#### [Ausgewählter Auszug]
EU-Finanzministertreffen: Machtlos gegen die Internetriesen

Der EU fehlen Mittel zur Besteuerung von Google, Facebook & Co. Der neue Vorschlag der Finanzminister überzeugt nicht. Ein Kommentar.

Es ist zum Verzweifeln. Da erzielen die amerikanischen Internetunternehmen seit Jahren Milliardengewinne auf dem europäischen Markt, haben aber gleichzeitig ihre Steuervermeidungsstrategien so perfektioniert, dass die europäischen Staatshaushalte weitgehend leer ausgehen.

Daran werden die europäischen Finanzminister bei ihrem Treffen in Tallinn an diesem Wochenende kaum etwas ändern können, auch wenn sie das Thema wieder auf die Tagesordnung gesetzt haben.

Europas Steueroasen sitzen mit am Tisch

Dabei erschien der Vorschlag, den die Finanzminister Deutschlands, Frankreichs, Italiens und Spaniens vor dem Gipfel an den estnischen Gastgeber geschickt hatten, auf den ersten Blick elegant und einfach umsetzbar. Da Amazon, Google, Apple, Facebook und Co. ihre Gewinne mithilfe von Briefkastenfirmen in Steueroasen kleinrechnen, wollten die vier stattdessen deren in Europa erzielte Umsätze besteuern. Darauf solle ein Steuersatz von zwei bis fünf Prozent erhoben werden, in der Hoffnung auf diese Weise die entgangenen Körperschaftssteuern einzuziehen.

Das Vorhaben hat aber mehrere Haken. Änderungen im europäischen Steuerrecht können nur einstimmig beschlossen werden. Weil aber einige Unternehmens-Steueroasen wie Luxemburg, die Niederlande und Irland immer mit am Tisch sitzen, wird der Vorschlag schon an ihnen scheitern. Schließlich verdienen sie selbst gut daran, dass Internetunternehmen ihre europäischen Töchter bei ihnen angesiedelt haben.

#### [Aufgabenstellung]
Setze den Kommentar zur Besteuerung der Internetriesen bitte im Anschluss an seinen letzten Satz fort. Für die Arbeit mit dem Kommentar sind die Einträge ohne Belang.

#### [Aufgeführte Einträge]

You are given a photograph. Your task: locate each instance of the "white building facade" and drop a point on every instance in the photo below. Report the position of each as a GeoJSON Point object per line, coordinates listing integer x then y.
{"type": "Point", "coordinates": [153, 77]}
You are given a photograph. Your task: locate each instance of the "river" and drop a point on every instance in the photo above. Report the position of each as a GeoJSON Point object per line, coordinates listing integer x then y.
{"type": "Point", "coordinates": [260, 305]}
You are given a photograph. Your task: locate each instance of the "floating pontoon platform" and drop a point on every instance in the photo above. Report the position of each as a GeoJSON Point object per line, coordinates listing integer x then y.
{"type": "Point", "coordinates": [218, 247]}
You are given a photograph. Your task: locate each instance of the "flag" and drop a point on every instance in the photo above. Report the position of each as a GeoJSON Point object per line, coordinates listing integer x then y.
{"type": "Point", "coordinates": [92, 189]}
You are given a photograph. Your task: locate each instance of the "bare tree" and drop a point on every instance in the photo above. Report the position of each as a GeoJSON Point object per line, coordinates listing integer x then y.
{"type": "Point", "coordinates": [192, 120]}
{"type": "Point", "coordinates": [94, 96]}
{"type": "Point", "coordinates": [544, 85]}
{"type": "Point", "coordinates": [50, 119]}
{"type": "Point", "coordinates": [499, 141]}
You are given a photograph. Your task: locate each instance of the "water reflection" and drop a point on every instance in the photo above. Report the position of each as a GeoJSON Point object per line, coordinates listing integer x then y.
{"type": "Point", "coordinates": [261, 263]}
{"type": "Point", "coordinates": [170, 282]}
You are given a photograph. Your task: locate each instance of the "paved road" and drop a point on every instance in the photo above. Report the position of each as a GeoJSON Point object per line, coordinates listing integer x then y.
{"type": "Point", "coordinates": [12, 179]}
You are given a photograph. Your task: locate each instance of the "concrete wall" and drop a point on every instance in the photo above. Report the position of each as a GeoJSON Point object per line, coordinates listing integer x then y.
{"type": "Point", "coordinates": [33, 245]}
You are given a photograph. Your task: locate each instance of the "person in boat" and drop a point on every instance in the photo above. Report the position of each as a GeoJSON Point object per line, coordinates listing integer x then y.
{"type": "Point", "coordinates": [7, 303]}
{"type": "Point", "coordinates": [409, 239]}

#### [Antwort]
Widerspruch zum internationalen Steuerrecht

Der Vorschlag verträgt sich aber auch nicht mit dem internationalen Steuerrecht. Dort gilt der Grundsatz, dass die Gewinne internationaler Unternehmen dort zu versteuern sind, wo die Wertschöpfung stattfindet. Die reine Nutzung der digitalen Dienstleistung stellt aber keine solche dar. Physische Betriebsstätten vor Ort in Europa benötigen die Digitalunternehmen daher gar nicht. Ihre Mitarbeiter können überall in der Welt ihre Programme schreiben. Um dieses Hindernis aus dem Weg zu räumen, argumentieren die Befürworter einer solchen Steuer in Europa, dass die Nutzer durch die Preisgabe ihrer Daten den Unternehmen helfen, ihre Algorithmen zu verbessern, also bei der Wertschöpfung mitwirkten.

In einer zunehmend digitalisierten Welt könnte sich diese Argumentation sehr bald als Bumerang erweisen. Die mit immer mehr Software ausgestatteten deutschen Autos könnten dann auch von ihren Nutzern in Asien oder den USA durch bloßes Datensammeln bei der Fahrt verbessert werden, inklusive daraus resultierender Steuerlast für die Hersteller.

Sinnvoller wäre es, wenn die EU den Kampf gegen die Steueroasen verschärft, sowohl intern als auch weltweit mithilfe der OECD.